** BEGIN Dataset records **

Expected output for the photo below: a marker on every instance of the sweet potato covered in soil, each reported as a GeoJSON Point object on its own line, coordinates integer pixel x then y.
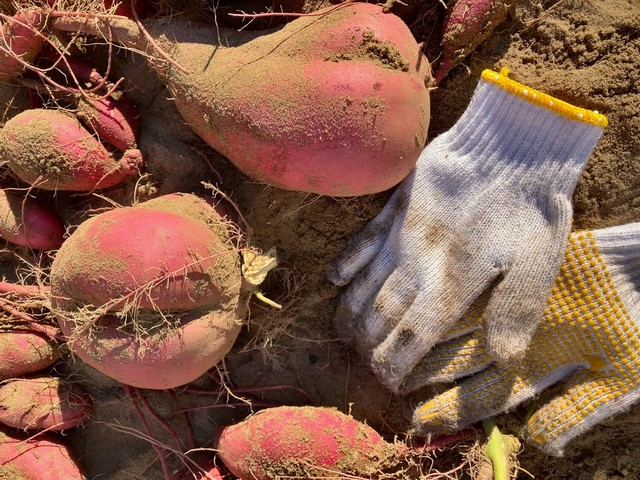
{"type": "Point", "coordinates": [334, 103]}
{"type": "Point", "coordinates": [43, 402]}
{"type": "Point", "coordinates": [24, 351]}
{"type": "Point", "coordinates": [304, 442]}
{"type": "Point", "coordinates": [40, 458]}
{"type": "Point", "coordinates": [150, 295]}
{"type": "Point", "coordinates": [27, 222]}
{"type": "Point", "coordinates": [51, 150]}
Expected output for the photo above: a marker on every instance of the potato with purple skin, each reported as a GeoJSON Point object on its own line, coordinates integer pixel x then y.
{"type": "Point", "coordinates": [333, 103]}
{"type": "Point", "coordinates": [51, 150]}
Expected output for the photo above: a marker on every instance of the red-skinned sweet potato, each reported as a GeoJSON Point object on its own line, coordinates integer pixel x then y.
{"type": "Point", "coordinates": [20, 41]}
{"type": "Point", "coordinates": [27, 222]}
{"type": "Point", "coordinates": [334, 103]}
{"type": "Point", "coordinates": [24, 351]}
{"type": "Point", "coordinates": [50, 149]}
{"type": "Point", "coordinates": [43, 403]}
{"type": "Point", "coordinates": [303, 442]}
{"type": "Point", "coordinates": [149, 296]}
{"type": "Point", "coordinates": [115, 121]}
{"type": "Point", "coordinates": [40, 458]}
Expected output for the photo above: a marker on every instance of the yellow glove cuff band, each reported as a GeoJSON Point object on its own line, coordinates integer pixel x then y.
{"type": "Point", "coordinates": [543, 100]}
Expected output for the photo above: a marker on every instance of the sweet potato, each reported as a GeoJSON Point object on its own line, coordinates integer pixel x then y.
{"type": "Point", "coordinates": [115, 121]}
{"type": "Point", "coordinates": [40, 458]}
{"type": "Point", "coordinates": [303, 442]}
{"type": "Point", "coordinates": [27, 222]}
{"type": "Point", "coordinates": [467, 24]}
{"type": "Point", "coordinates": [43, 403]}
{"type": "Point", "coordinates": [334, 103]}
{"type": "Point", "coordinates": [20, 41]}
{"type": "Point", "coordinates": [50, 149]}
{"type": "Point", "coordinates": [23, 351]}
{"type": "Point", "coordinates": [149, 296]}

** END Dataset records **

**What is required**: Lay out the lines above as a Markdown table with two columns, Number and Line. Number each row, skip blank lines, and leave the pictures out.

**Solution to this problem**:
| Number | Line |
|---|---|
| 1 | Expected output for the photo below: a marker on every instance of the sweet potato covered in soil, each reported as a GeoJSON Point object on its own line, coordinates integer pixel x then y. |
| 2 | {"type": "Point", "coordinates": [334, 103]} |
| 3 | {"type": "Point", "coordinates": [43, 402]} |
| 4 | {"type": "Point", "coordinates": [24, 351]} |
| 5 | {"type": "Point", "coordinates": [304, 442]} |
| 6 | {"type": "Point", "coordinates": [40, 458]} |
| 7 | {"type": "Point", "coordinates": [150, 295]} |
| 8 | {"type": "Point", "coordinates": [27, 222]} |
| 9 | {"type": "Point", "coordinates": [51, 150]} |
| 10 | Expected output for the photo above: a marker on every instance of the potato with purple skin, each reported as a GeoJSON Point object on its own line, coordinates integer pixel x then y. |
| 11 | {"type": "Point", "coordinates": [333, 103]} |
| 12 | {"type": "Point", "coordinates": [51, 150]} |
| 13 | Expected output for the photo above: a marker on every instance of the red-skinned sweet potato, each reported as a GeoJSON Point object on its own line, coordinates integer pixel x then y. |
| 14 | {"type": "Point", "coordinates": [20, 41]} |
| 15 | {"type": "Point", "coordinates": [27, 222]} |
| 16 | {"type": "Point", "coordinates": [334, 103]} |
| 17 | {"type": "Point", "coordinates": [24, 351]} |
| 18 | {"type": "Point", "coordinates": [50, 149]} |
| 19 | {"type": "Point", "coordinates": [43, 403]} |
| 20 | {"type": "Point", "coordinates": [303, 442]} |
| 21 | {"type": "Point", "coordinates": [149, 296]} |
| 22 | {"type": "Point", "coordinates": [115, 121]} |
| 23 | {"type": "Point", "coordinates": [40, 458]} |
| 24 | Expected output for the photo above: a marker on every instance of the yellow glove cuff band, each reported as a GeoJSON Point object on its own line, coordinates integer pixel x then y. |
| 25 | {"type": "Point", "coordinates": [543, 100]} |
| 26 | Expected output for the photo above: a marker on every instance of the sweet potato, each reported as a GeoJSON Point object on its own line, coordinates integer pixel x then y. |
| 27 | {"type": "Point", "coordinates": [115, 121]} |
| 28 | {"type": "Point", "coordinates": [40, 458]} |
| 29 | {"type": "Point", "coordinates": [303, 442]} |
| 30 | {"type": "Point", "coordinates": [27, 222]} |
| 31 | {"type": "Point", "coordinates": [467, 24]} |
| 32 | {"type": "Point", "coordinates": [43, 403]} |
| 33 | {"type": "Point", "coordinates": [334, 103]} |
| 34 | {"type": "Point", "coordinates": [20, 41]} |
| 35 | {"type": "Point", "coordinates": [50, 149]} |
| 36 | {"type": "Point", "coordinates": [23, 351]} |
| 37 | {"type": "Point", "coordinates": [149, 296]} |